● TASK DESCRIPTION
Output every row below as a numbered list, omitting any blank lines.

Data records:

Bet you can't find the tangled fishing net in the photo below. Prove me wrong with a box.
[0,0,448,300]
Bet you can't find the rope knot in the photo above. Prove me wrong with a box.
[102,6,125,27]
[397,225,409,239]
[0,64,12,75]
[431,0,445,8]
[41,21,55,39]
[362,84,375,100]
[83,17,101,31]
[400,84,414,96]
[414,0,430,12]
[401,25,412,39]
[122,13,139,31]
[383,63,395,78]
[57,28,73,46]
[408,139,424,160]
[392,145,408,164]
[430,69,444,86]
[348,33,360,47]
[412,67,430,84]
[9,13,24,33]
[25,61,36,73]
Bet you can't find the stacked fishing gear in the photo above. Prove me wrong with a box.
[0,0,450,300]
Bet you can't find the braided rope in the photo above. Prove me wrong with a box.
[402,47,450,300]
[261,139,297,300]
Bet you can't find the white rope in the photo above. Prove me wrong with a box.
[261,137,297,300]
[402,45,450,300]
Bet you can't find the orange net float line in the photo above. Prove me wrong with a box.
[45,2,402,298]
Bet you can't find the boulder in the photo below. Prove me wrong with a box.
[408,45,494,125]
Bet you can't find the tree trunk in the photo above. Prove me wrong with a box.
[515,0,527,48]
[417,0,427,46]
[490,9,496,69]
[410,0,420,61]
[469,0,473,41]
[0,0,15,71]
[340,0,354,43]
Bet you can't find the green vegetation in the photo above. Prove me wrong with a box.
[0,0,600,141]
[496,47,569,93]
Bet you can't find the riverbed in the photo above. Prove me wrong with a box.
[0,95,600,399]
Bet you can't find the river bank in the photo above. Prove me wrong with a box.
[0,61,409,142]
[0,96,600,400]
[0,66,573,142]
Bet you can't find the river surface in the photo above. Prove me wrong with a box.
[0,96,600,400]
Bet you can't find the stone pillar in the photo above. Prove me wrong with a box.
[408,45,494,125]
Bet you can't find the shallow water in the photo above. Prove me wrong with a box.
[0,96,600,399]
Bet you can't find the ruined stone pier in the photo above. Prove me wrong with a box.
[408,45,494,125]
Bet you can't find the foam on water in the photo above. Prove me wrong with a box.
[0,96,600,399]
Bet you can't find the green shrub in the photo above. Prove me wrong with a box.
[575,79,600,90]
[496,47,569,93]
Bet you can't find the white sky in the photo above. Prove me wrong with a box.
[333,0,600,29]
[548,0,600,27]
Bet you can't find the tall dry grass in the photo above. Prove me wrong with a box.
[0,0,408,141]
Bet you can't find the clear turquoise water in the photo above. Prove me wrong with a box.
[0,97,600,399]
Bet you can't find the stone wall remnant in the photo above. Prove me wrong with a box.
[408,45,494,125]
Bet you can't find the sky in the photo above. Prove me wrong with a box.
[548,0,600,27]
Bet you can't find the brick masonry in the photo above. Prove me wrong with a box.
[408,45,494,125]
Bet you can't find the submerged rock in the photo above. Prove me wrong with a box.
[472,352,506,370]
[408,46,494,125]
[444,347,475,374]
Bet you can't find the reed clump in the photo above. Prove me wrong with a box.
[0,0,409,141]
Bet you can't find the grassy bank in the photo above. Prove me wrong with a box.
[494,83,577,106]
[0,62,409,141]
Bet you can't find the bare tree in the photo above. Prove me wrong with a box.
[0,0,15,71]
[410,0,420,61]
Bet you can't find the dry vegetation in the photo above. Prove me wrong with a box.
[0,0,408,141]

● THE RESULT
1. Bet you can't find the tangled fishing net in the photo below. Prove me wrong with a box.
2. [0,0,448,300]
3. Bet you can't find the rope knot in the photo above. Prove me wrong with a box.
4. [102,6,125,27]
5. [397,225,409,239]
6. [0,64,12,75]
7. [431,0,445,8]
8. [41,21,55,39]
9. [362,84,375,100]
10. [83,17,101,31]
11. [400,84,414,96]
12. [414,0,430,12]
13. [401,25,412,39]
14. [122,13,139,31]
15. [383,63,395,78]
16. [57,28,73,46]
17. [408,139,424,160]
18. [392,145,408,164]
19. [430,69,444,86]
20. [348,33,360,47]
21. [412,67,430,84]
22. [9,13,24,33]
23. [25,61,36,73]
24. Bet you can't find the stacked fishing gear in the photo above. Prove me wrong with a box.
25. [0,0,450,300]
26. Bet you can't find the braided rope in the photo above. Prove me wrong with a box.
27. [402,47,450,300]
28. [261,139,297,300]
29. Bet you can't find the white rope in the photo above. Prove me wrong with a box.
30. [261,137,297,300]
31. [402,45,450,300]
32. Bet you can't find the orange net float line in the photo above. Prove me wrong with a box.
33. [45,2,402,298]
34. Bet you can't find the boulder in the photo below. Prove me wrong with a box.
35. [408,45,494,125]
36. Bet you can't find the tree trunk in the photo above. Prove me wrong with a box.
37. [515,0,527,48]
38. [417,0,427,46]
39. [490,9,496,69]
40. [410,0,420,61]
41. [469,0,473,41]
42. [0,0,15,71]
43. [340,0,354,43]
44. Bet you can't find the green vegetation in the photo above. Prove me wrong with a box.
45. [0,0,600,141]
46. [496,47,569,93]
47. Bet you can't find the riverbed in the photo above. Prove me wrong with a box.
48. [0,95,600,399]
49. Bet you can't find the river bank in the photo above. Prove me wrong with a box.
50. [0,61,409,142]
51. [0,96,600,400]
52. [0,66,573,142]
53. Bet you can't find the river surface in the photo above. Prove me wrong with a box.
54. [0,96,600,400]
55. Bet you can't find the stone pillar in the photo above. Prove me wrong with a box.
56. [408,45,494,125]
57. Bet you can't find the shallow water in the photo above. Prove me wrong with a box.
58. [0,96,600,399]
59. Bet you can't find the ruined stone pier in the photo above. Prove me wrong with a box.
60. [408,45,494,125]
61. Bet you can't find the foam on water in the photo above. Prove me wrong with a box.
62. [0,96,600,399]
63. Bet you can't find the green shrub in the photo above. Prove me wrong with a box.
64. [575,79,600,90]
65. [496,47,569,93]
66. Bet you can't find the white sky in the photo above. Prove me wrong with a box.
67. [333,0,600,29]
68. [548,0,600,27]
69. Bet you can't find the tall dry grass in the photo above. Prove me wrong with a box.
70. [0,0,408,141]
71. Bet you can't find the clear turquoise water in the photo above. Prove me wrong with a box.
72. [0,97,600,399]
73. Bet you can't find the stone wall remnant in the photo above. Prove me wrong with a box.
74. [408,45,494,125]
75. Bet you can't find the sky in the photo above. Prove me wrong with a box.
76. [548,0,600,27]
77. Bet you can't find the brick masonry in the photo above. Prove me wrong with a box.
78. [408,45,494,125]
79. Bet you can't find the submerged rock in the photo above. Prove me wrong with a box.
80. [472,352,506,370]
81. [408,46,494,125]
82. [444,347,475,374]
83. Bet you can't find the reed clump in the photo above. Prove me wrong with a box.
84. [0,0,409,141]
85. Bet you can't find the grassy bank in the photo above. Prove me wrong with a box.
86. [494,83,577,106]
87. [0,62,409,141]
88. Bet you can't find the bare tree in the photo above. Prove me wrong with a box.
89. [0,0,15,71]
90. [410,0,420,61]
91. Bet you can't find the dry vegetation in the photo above. Prove me wrong with a box.
92. [0,0,408,141]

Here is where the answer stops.